# [Daten zur Koordinatenbeschriftung]
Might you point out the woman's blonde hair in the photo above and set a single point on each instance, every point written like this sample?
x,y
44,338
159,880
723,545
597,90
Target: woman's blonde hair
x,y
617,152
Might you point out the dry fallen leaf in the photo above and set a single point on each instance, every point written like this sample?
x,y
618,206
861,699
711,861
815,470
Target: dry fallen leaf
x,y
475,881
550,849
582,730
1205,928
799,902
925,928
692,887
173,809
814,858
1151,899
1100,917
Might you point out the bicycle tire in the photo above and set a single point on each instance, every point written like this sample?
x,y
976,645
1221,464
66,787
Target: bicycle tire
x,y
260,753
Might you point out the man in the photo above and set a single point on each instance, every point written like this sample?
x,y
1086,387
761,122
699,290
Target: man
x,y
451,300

...

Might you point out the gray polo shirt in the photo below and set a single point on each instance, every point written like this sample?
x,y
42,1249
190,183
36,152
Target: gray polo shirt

# [IHRE AUFGABE]
Zeigen Sie jede Zeile der Einträge, die die Zeichenfolge „Target“ enthält. Groß- und Kleinschreibung ist dabei zu beachten.

# [KORREKTE ANTWORT]
Target: woman's blonde hair
Target: dry fallen leaf
Target: bicycle tire
Target: man
Target: gray polo shirt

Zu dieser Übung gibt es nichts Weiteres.